WORK REQUIRED –
Which lines include the string "gray"? Gather every one of them and copy each in full.

INPUT ROWS –
-------------------------

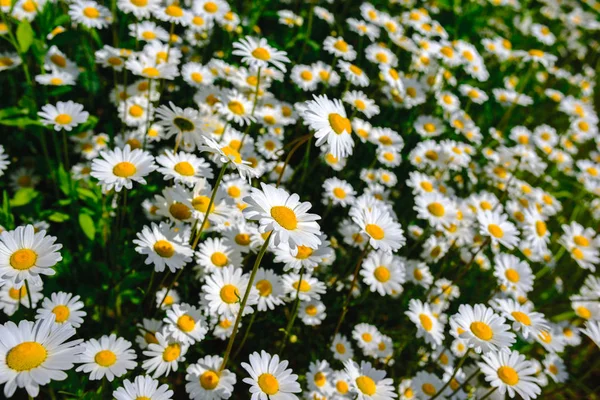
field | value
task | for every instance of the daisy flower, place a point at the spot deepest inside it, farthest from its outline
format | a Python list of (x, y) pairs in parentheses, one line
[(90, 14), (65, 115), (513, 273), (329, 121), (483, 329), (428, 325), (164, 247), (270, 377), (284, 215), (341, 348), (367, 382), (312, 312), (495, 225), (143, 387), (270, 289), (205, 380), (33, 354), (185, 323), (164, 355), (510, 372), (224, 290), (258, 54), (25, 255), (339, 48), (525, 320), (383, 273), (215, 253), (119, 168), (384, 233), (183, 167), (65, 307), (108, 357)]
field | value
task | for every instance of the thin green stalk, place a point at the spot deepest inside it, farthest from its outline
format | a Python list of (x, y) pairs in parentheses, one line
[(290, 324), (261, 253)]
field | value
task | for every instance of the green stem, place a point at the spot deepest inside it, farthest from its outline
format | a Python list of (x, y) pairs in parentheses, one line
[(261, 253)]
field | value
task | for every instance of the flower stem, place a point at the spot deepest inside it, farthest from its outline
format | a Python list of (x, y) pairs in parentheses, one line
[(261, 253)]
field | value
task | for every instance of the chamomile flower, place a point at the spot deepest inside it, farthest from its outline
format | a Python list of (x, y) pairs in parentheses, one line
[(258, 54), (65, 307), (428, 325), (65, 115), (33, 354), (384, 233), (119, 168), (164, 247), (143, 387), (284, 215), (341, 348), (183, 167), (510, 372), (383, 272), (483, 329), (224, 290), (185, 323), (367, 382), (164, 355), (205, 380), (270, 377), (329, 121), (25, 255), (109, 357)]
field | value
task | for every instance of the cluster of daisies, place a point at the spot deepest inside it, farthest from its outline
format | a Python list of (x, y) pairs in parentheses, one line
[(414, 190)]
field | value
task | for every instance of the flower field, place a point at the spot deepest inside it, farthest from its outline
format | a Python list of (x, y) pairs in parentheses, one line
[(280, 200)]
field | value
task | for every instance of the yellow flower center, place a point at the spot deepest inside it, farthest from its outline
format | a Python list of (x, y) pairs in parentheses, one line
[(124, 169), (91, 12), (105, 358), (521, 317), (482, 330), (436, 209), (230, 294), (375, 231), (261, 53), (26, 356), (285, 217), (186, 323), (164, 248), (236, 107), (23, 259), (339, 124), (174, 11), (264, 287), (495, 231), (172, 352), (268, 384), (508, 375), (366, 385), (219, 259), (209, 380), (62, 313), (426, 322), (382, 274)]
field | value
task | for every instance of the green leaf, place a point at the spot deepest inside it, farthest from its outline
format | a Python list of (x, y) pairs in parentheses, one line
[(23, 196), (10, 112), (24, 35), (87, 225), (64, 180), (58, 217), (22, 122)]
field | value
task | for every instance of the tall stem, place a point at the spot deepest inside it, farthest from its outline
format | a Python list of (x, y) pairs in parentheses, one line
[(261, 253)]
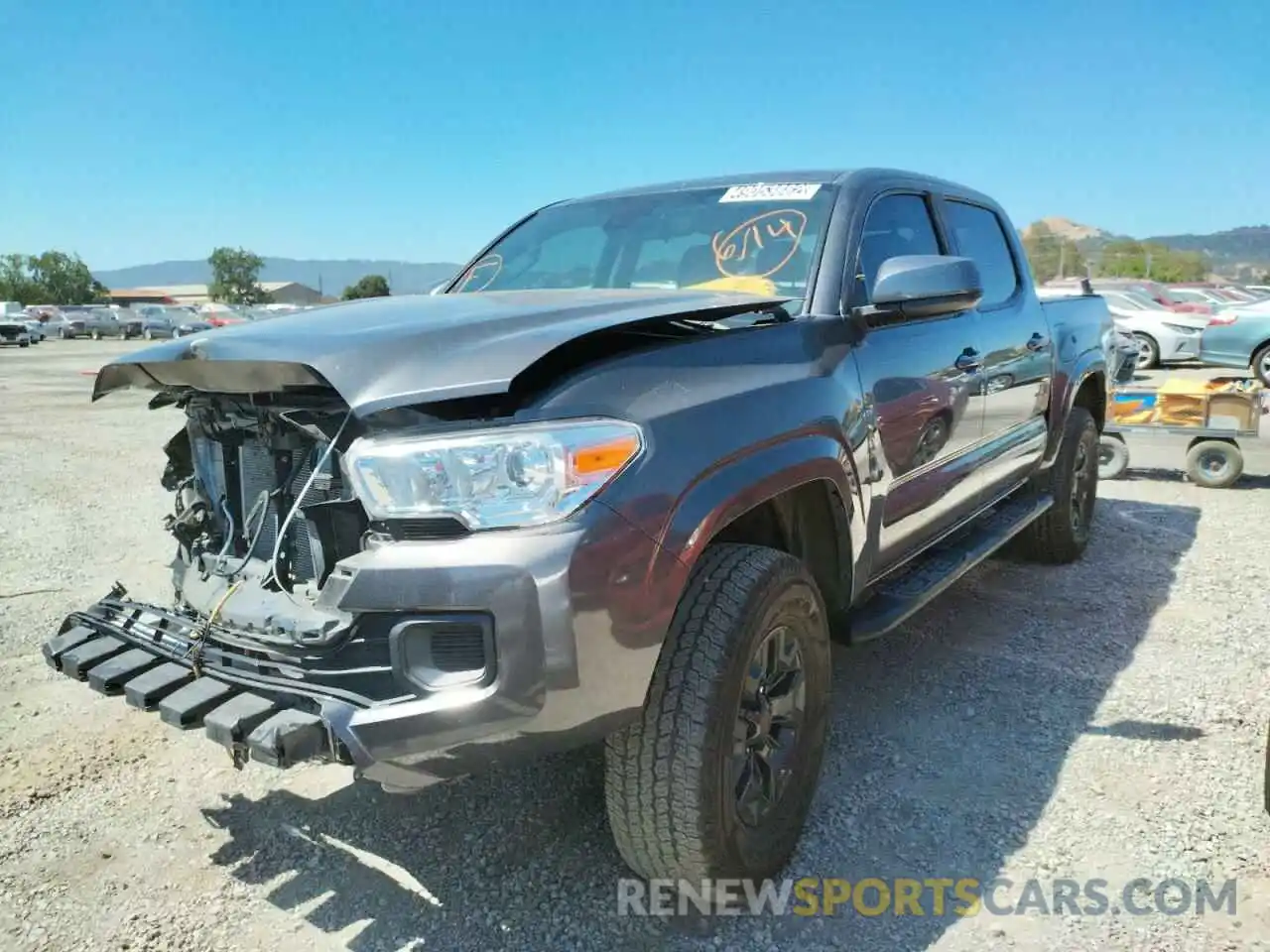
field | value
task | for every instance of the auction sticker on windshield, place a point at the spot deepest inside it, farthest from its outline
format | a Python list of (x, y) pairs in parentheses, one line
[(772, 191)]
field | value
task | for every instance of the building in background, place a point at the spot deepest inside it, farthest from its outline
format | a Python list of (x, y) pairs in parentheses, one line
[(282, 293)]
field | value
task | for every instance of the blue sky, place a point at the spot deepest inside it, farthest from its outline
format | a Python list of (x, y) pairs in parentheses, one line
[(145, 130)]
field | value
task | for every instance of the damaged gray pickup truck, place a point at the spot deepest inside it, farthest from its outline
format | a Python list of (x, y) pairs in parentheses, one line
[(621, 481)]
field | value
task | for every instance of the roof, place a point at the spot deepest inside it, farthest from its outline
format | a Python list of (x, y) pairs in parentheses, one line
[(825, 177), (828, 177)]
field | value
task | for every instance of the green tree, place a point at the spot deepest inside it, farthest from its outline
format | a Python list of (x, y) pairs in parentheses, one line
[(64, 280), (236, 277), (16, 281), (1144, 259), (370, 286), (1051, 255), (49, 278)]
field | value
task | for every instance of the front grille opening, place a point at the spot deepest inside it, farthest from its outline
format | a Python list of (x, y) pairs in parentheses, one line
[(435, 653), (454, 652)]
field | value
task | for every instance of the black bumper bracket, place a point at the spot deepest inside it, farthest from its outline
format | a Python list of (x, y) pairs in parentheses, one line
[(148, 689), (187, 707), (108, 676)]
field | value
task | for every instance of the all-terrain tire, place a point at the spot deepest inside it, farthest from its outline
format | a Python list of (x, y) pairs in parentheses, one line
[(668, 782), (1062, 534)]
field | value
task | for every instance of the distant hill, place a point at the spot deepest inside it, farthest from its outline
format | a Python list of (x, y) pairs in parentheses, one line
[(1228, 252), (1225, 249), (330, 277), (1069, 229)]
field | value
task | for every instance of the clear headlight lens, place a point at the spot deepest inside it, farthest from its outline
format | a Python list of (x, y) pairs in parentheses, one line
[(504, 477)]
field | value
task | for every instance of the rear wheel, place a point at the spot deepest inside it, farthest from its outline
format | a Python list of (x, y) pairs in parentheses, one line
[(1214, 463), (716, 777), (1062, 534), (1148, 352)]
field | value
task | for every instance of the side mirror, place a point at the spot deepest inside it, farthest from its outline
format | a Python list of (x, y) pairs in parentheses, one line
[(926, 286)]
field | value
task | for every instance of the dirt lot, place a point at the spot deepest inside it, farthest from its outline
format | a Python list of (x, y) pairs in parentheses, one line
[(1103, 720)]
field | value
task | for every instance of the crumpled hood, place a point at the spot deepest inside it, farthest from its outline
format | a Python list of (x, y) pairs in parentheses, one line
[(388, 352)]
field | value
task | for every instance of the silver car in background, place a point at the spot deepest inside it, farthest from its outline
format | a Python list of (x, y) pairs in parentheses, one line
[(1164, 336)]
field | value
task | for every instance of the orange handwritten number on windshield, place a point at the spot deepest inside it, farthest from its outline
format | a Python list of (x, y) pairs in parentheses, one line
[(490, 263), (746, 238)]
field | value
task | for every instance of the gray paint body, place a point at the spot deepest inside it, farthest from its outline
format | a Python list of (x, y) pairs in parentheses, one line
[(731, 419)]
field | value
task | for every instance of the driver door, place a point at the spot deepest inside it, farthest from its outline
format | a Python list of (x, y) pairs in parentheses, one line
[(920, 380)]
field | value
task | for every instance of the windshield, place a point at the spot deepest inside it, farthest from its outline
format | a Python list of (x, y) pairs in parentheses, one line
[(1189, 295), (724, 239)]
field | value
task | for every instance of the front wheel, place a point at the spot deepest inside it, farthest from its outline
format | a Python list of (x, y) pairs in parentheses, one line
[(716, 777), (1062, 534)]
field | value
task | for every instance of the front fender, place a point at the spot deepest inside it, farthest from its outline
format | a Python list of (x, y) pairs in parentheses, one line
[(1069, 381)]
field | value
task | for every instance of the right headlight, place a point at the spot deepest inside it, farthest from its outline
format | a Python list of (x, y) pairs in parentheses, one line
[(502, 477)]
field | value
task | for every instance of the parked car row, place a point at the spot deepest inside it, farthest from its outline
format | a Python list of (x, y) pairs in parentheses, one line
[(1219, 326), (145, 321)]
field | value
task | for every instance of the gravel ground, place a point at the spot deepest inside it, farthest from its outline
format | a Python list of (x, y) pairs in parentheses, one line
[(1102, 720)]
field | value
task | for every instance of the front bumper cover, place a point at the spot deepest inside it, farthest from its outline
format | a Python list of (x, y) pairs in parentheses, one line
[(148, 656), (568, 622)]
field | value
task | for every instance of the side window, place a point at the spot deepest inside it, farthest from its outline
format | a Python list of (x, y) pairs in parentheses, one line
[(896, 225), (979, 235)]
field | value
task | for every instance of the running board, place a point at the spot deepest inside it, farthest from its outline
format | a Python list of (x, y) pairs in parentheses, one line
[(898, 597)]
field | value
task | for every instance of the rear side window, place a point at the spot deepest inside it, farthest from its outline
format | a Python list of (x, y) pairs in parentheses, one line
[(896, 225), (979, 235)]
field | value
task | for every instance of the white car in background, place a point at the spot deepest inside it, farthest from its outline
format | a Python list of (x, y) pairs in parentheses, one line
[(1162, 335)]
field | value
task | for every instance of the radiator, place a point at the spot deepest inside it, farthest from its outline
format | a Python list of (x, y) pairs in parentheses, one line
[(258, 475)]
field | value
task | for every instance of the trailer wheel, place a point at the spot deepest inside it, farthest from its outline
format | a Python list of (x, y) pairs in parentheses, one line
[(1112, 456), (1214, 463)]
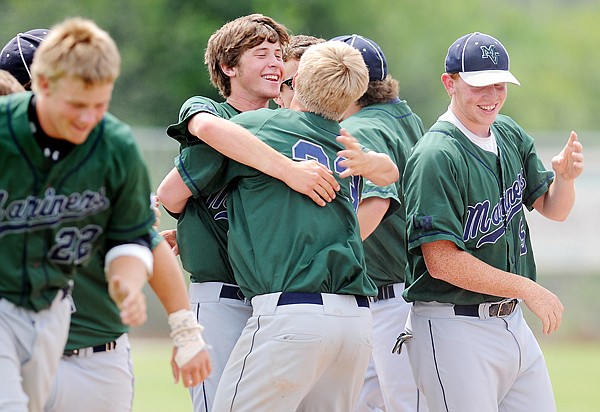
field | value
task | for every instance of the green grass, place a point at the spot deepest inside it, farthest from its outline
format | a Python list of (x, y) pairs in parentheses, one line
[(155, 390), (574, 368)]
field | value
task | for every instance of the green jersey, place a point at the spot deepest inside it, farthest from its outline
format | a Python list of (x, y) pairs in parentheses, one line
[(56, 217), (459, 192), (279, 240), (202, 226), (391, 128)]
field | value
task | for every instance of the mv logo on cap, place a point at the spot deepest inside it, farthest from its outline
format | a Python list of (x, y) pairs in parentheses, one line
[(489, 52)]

-------------------------

TASK OUTPUT –
task | for every instance of the damaged gray pickup truck, place a point at the spot deepest inside it, farthest from its outline
task | for every instance of the gray paint body, place a point at the spot deepest inside it, farthest from its outline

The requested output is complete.